** O que se pede **
Prossiga o texto sobre bem-estar animal na pecuária de leite a partir da última frase apresentada, mantendo o mesmo estilo jornalístico.

** Texto de origem **
A preocupação com o bem-estar animal será um fator decisivo na sustentabilidade da pecuária de leite em um futuro muito breve. O que antes acontecia por força da legislação, hoje já começa a ser aceito por laticínios e empresas da cadeia produtiva do leite e crescerá muito, a partir de agora, pela pressão do mercado. A opinião é do diretor de negócios e desenvolvimento de pessoas da consultoria em qualidade alimentar neozelandesa QConz, Chris Leach. Uma das vozes mais ouvidas sobre o tema, ele não tem dúvidas: “As novas gerações de consumidores trazem consigo maiores expectativas de bem-estar animal, maior aceitação de novas pesquisas, de novas tecnologias e de mudanças nas práticas de gestão animal e de consumo”, afirma Leach.
Com 35 anos de experiência na área, e hoje trabalhando diretamente com a certificação de empresas com o selo do bem-estar animal, Chris Leach é um dos palestrantes convidados do evento on-line e gratuito “BEA Days – O Futuro do Leite”, que aconteceu nos dias 6, 7 e 8 de abril. Promovido pela agtech Ideagri, desenvolvedora de softwares de gestão pecuária, ela própria uma empresa certificada como “empresa amiga” do bem-estar animal.
“O movimento pelo bem-estar animal está crescendo por conta da internet, que deu visibilidade às práticas agrícolas e as redes sociais são hoje um fator chave para a mudança”, opina Leach. Segundo ele, cresce o número de consumidores que buscam alimentos de qualidade e seguros para comer e que tenham sido produzidos de maneira sustentável e ética, principalmente na forma como os animais de criação são tratados. Um efeito dessa pressão, segundo Leach, é que nos EUA e na Europa as redes de supermercados estão cada vez mais atentas à conformidade com o bem-estar animal, usando sistemas de controle e verificação para diferenciar alimentos provenientes de marcas que adotam essas práticas em seu sistema produtivo.

** Material fornecido **
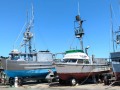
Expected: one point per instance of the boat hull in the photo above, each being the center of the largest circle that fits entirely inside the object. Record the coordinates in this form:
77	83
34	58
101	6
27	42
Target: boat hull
27	69
67	71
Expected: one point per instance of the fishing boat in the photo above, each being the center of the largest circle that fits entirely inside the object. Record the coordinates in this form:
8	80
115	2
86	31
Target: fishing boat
76	64
28	63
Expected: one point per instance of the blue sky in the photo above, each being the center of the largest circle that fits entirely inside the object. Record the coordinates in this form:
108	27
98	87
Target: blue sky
54	24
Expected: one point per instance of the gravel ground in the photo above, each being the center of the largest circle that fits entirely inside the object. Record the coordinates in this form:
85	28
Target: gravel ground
56	86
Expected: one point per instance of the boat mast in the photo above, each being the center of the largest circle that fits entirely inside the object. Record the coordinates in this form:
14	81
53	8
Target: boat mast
112	29
28	35
79	32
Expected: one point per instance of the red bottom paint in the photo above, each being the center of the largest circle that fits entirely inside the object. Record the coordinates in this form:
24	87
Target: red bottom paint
117	75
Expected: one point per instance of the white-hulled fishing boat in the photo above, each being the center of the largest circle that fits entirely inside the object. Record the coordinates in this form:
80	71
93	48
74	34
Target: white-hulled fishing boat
77	65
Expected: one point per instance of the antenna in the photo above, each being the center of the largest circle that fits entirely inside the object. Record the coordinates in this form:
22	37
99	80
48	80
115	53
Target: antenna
79	32
78	9
112	27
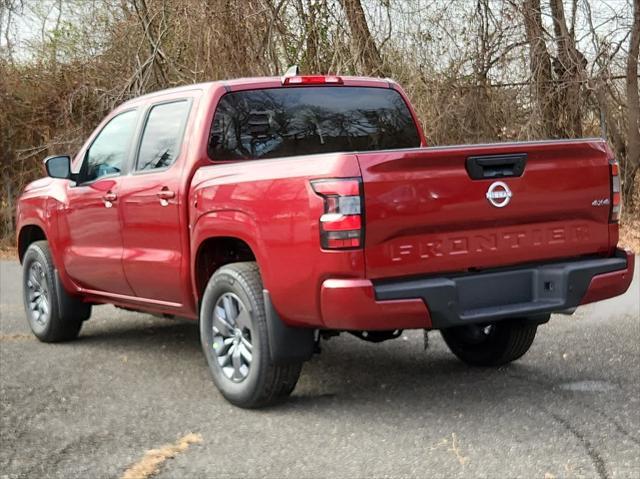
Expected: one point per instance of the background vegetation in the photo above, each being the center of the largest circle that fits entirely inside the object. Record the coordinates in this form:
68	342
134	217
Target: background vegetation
476	70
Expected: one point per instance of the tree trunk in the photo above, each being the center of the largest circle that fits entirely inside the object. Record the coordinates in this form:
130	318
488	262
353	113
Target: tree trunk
569	67
366	51
540	66
633	107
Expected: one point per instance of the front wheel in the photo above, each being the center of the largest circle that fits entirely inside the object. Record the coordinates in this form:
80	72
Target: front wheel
54	315
233	333
492	344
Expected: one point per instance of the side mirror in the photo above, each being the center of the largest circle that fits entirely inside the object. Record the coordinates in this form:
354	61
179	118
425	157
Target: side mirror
58	167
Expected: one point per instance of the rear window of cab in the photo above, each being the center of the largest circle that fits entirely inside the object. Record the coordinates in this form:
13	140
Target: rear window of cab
281	122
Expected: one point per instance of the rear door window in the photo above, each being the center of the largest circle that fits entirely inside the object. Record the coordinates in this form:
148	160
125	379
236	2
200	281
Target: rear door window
280	122
162	135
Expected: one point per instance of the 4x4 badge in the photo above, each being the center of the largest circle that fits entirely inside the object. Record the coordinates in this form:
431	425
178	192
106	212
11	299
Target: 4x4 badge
499	194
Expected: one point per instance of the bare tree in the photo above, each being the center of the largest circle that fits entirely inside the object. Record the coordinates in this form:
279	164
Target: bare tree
364	45
633	104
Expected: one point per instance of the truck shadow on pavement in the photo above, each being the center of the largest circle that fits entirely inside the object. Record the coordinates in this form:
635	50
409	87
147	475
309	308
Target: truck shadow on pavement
348	371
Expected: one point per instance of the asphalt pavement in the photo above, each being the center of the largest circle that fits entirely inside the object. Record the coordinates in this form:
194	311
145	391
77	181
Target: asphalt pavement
132	382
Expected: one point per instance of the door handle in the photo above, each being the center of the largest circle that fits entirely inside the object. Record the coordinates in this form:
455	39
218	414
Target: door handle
109	198
165	194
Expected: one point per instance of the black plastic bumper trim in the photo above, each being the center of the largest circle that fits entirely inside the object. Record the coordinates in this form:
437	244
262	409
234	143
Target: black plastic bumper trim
533	290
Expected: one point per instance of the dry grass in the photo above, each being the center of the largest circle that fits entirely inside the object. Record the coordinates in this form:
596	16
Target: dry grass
153	459
630	231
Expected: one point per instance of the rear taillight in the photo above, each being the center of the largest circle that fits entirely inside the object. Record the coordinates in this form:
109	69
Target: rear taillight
341	225
616	203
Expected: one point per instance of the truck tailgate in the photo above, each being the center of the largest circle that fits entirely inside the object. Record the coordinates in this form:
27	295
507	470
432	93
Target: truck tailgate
426	214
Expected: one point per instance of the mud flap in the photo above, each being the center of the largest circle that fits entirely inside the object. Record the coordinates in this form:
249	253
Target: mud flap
287	344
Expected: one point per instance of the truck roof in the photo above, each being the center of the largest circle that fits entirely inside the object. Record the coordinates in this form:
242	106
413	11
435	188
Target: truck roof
260	82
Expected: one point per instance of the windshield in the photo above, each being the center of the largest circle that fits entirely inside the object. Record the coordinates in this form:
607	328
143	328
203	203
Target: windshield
279	122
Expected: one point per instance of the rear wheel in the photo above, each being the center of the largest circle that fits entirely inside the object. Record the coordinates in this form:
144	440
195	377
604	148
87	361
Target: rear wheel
233	333
53	314
491	344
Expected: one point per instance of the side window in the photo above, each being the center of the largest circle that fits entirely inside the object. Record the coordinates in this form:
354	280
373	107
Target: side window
110	149
162	135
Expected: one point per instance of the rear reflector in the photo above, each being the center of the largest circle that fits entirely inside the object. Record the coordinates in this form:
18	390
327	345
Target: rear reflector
341	224
616	202
312	80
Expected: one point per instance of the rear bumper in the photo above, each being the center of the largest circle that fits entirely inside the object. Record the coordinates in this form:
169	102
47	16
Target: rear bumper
453	300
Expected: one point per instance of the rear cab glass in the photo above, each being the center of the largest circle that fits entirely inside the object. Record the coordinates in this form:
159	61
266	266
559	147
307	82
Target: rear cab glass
281	122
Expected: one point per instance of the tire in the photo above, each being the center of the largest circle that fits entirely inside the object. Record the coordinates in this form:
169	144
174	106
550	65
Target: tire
234	337
53	314
493	344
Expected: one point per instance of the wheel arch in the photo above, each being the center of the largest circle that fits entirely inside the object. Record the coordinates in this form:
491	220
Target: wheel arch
28	234
214	252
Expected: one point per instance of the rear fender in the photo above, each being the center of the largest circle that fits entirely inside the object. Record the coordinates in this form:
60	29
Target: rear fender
232	224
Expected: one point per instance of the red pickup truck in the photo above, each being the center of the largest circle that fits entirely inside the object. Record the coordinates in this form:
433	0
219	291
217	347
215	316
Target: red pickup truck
280	210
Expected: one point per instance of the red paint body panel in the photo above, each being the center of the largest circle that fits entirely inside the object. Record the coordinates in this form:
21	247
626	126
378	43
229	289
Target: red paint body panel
612	284
426	215
422	215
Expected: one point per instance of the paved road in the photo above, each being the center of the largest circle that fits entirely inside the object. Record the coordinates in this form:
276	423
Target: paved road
570	408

** Resposta esperada **
No futuro próximo, segundo Leach, as dificuldades dos produtores não estarão apenas ligadas à adoção das práticas de bem-estar animal em si. Um outro problema será a falta de pessoal capacitado para trabalhar nesse novo ambiente produtivo. “Equipes exigirão treinamento para aprender novas habilidades e conhecimentos e precisarão desenvolver atitude positiva e aspiração para promover mudanças”, explica Leach. Haverá, ainda, a questão da conquista da confiança dos consumidores. “Implementar boas práticas de bem-estar animal é uma coisa; comprovar para os consumidores de forma transparente e verificável que elas existem e funcionam é outra”, completa ele.
Leach informa que o Brasil hoje está classificado como D em uma escala A-G de proteção e bem-estar animal na agropecuária. “Houve melhorias recentes na legislação que regem o abate humanitário e o transporte de animais vivos, mas o país é criticado por não reconhecer totalmente que as vacas são seres sencientes”, diz o neozelandês. E ele faz um alerta aos produtores de leite brasileiros: a atividade passará por um escrutínio crescente, que forçará mudanças. “Mudar pode ser difícil, mas se o desejo é continuar com a pecuária leiteira, as mudanças são inevitáveis”, ele afirma, oferecendo uma mensagem otimista: “O lado bom do bem-estar animal é que ele promove a melhor saúde do rebanho, maior satisfação no trabalho, mais produção e maior lucratividade”.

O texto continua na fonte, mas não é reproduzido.